*Document passage*.
Under the look-through approach, the investor would “look
through” and notionally match up its outside temporary difference with its share
of inside temporary differences for purposes of (1) applying ASC 740’s
exceptions to deferred tax accounting and (2) determining the character (capital
versus ordinary) and resulting reversal patterns used for assessing the
applicable tax rate or realizability of DTAs. Only the residual difference (if
any) would take its character and reversal pattern exclusively from the
investment itself. For example, under this approach, the portion of the
investor’s outside basis temporary difference that is notionally attributed to
“inside” nondeductible goodwill or the pass-through entity’s own investment in a
foreign corporate subsidiary (with unremitted earnings that are indefinitely
reinvested) would be identified and the applicable exception in ASC 740 would be
applied (i.e., no DTL would be recorded for that portion of the investor’s
outside basis temporary difference).
The look-through approach recognizes that because the
pass-through or flow-through entity is consolidated, (1) the assets and
liabilities of the pass-through or flow-through entity are actually being
reported by the investor in the investor’s financial statements and (2) the
investor is the actual taxpayer when the pass-through or flow-through entity’s
underlying assets and liabilities are recovered and settled, respectively.

*Your task*.
Could you reproduce the stretch of the passage on the look-through approach from "The look-through approach recognizes" through "and settled, respectively.", word for word? These lines are separate material, apart from the passage on the look-through approach.

(Stored records)
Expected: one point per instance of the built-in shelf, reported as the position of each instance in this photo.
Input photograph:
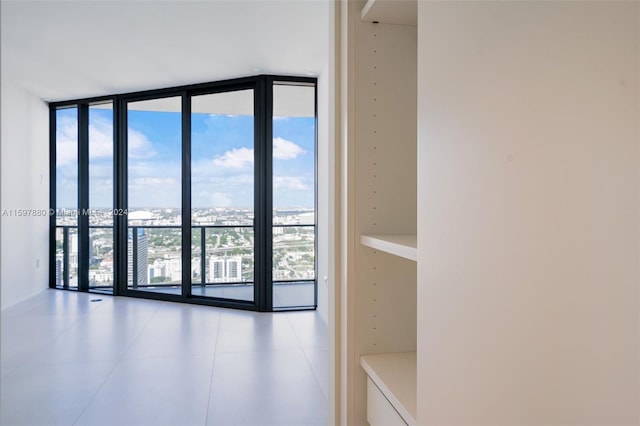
(401, 12)
(403, 245)
(395, 375)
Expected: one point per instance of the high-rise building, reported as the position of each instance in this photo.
(225, 269)
(58, 271)
(142, 258)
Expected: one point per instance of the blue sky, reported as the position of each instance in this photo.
(222, 160)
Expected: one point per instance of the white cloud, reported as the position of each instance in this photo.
(238, 158)
(100, 141)
(221, 199)
(289, 183)
(285, 150)
(235, 159)
(138, 145)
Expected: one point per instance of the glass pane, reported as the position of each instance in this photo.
(294, 136)
(73, 257)
(101, 197)
(222, 195)
(67, 198)
(60, 260)
(154, 155)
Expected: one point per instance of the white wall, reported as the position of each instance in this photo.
(528, 213)
(25, 185)
(325, 207)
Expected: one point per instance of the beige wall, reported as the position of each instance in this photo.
(528, 134)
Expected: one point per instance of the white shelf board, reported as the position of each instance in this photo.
(401, 12)
(403, 245)
(395, 376)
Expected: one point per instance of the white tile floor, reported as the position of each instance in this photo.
(68, 361)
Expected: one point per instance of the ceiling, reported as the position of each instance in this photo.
(61, 50)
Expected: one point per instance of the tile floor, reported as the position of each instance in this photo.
(68, 361)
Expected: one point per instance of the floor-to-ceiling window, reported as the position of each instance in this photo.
(203, 193)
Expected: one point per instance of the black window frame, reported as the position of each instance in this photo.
(262, 86)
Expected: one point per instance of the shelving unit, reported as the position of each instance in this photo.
(399, 12)
(394, 374)
(403, 245)
(383, 77)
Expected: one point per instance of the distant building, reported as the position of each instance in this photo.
(225, 269)
(142, 258)
(58, 271)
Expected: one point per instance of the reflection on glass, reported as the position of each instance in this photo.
(222, 182)
(293, 258)
(101, 197)
(67, 166)
(154, 152)
(60, 258)
(66, 264)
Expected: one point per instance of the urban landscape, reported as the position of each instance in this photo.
(154, 246)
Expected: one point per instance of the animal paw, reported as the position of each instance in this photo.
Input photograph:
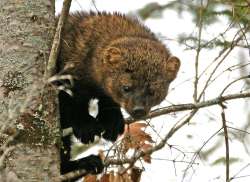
(92, 164)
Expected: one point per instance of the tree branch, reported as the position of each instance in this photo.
(51, 67)
(191, 106)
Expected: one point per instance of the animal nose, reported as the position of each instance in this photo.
(138, 112)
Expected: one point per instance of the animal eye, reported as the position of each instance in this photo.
(126, 89)
(127, 70)
(151, 93)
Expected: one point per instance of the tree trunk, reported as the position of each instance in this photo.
(28, 109)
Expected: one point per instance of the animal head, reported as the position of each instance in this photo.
(138, 73)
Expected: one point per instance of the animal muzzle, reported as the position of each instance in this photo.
(138, 112)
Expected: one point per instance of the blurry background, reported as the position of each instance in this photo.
(202, 32)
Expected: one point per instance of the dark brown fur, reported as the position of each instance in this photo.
(117, 60)
(92, 41)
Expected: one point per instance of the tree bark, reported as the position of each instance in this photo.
(29, 130)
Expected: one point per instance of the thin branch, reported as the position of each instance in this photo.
(190, 106)
(196, 78)
(223, 117)
(73, 175)
(51, 67)
(5, 154)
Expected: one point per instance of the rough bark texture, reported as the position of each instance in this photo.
(28, 111)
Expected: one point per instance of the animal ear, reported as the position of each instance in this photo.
(172, 67)
(112, 55)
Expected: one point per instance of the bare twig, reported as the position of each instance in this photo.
(51, 67)
(4, 155)
(73, 175)
(224, 125)
(196, 78)
(190, 106)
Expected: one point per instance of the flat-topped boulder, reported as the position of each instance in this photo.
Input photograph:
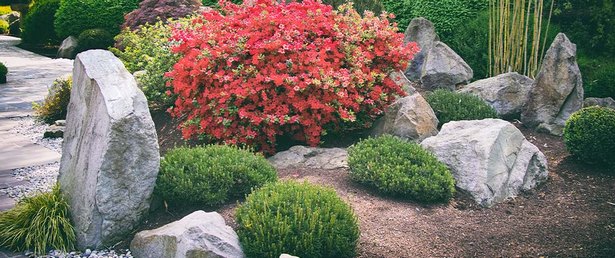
(110, 156)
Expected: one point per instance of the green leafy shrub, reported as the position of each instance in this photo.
(298, 218)
(55, 105)
(211, 175)
(598, 75)
(400, 168)
(75, 16)
(3, 72)
(589, 135)
(4, 27)
(38, 23)
(94, 39)
(454, 106)
(38, 223)
(148, 49)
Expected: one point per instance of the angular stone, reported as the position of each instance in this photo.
(200, 234)
(68, 48)
(410, 117)
(557, 91)
(603, 102)
(490, 159)
(310, 157)
(54, 131)
(110, 152)
(443, 68)
(507, 93)
(421, 31)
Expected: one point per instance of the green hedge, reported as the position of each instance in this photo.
(300, 219)
(400, 168)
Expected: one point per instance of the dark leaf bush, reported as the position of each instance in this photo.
(37, 27)
(94, 39)
(55, 105)
(272, 69)
(589, 135)
(75, 16)
(453, 106)
(153, 11)
(401, 169)
(298, 218)
(38, 223)
(211, 175)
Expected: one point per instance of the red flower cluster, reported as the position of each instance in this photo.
(250, 73)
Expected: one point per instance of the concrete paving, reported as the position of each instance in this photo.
(28, 80)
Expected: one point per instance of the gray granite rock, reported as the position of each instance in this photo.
(68, 48)
(490, 159)
(410, 117)
(443, 68)
(557, 91)
(310, 157)
(200, 234)
(110, 156)
(507, 93)
(421, 31)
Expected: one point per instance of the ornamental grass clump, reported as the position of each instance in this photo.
(589, 135)
(454, 106)
(297, 218)
(211, 175)
(38, 223)
(402, 169)
(55, 105)
(248, 74)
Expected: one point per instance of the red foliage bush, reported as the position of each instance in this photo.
(251, 73)
(151, 11)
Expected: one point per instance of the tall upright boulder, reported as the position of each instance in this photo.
(423, 32)
(557, 91)
(110, 157)
(443, 68)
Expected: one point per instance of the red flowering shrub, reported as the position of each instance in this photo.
(251, 73)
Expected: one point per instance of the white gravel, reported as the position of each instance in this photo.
(42, 178)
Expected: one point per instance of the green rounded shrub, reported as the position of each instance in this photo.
(75, 16)
(401, 169)
(4, 27)
(94, 39)
(3, 72)
(38, 223)
(453, 106)
(589, 135)
(211, 175)
(38, 23)
(55, 105)
(297, 218)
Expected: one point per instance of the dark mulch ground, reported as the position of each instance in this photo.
(572, 214)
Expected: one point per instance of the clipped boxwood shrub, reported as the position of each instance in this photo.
(589, 135)
(55, 105)
(75, 16)
(153, 11)
(38, 223)
(3, 72)
(297, 218)
(454, 106)
(211, 175)
(94, 39)
(37, 27)
(148, 49)
(400, 168)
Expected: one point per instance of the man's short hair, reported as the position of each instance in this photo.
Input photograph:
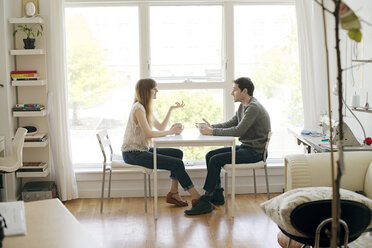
(245, 83)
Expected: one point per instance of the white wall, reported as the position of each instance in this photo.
(7, 92)
(363, 74)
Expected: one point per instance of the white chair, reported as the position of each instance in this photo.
(13, 162)
(109, 165)
(251, 166)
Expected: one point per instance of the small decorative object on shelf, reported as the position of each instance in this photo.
(34, 31)
(366, 106)
(30, 7)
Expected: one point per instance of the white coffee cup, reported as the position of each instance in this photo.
(201, 124)
(179, 125)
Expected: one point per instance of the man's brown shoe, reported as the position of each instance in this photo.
(170, 199)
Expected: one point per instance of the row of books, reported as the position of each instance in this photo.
(39, 137)
(24, 75)
(28, 107)
(33, 167)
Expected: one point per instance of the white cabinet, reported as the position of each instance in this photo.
(32, 91)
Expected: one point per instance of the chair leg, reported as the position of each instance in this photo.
(109, 193)
(226, 189)
(145, 189)
(103, 187)
(267, 184)
(254, 181)
(149, 178)
(289, 243)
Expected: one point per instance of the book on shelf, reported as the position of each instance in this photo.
(24, 71)
(33, 166)
(25, 78)
(41, 137)
(18, 105)
(24, 75)
(28, 107)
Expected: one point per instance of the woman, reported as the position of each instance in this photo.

*Finished exercise*.
The look-through approach recognizes that because the
pass-through or flow-through entity is consolidated, (1) the assets and
liabilities of the pass-through or flow-through entity are actually being
reported by the investor in the investor’s financial statements and (2) the
investor is the actual taxpayer when the pass-through or flow-through entity’s
underlying assets and liabilities are recovered and settled, respectively.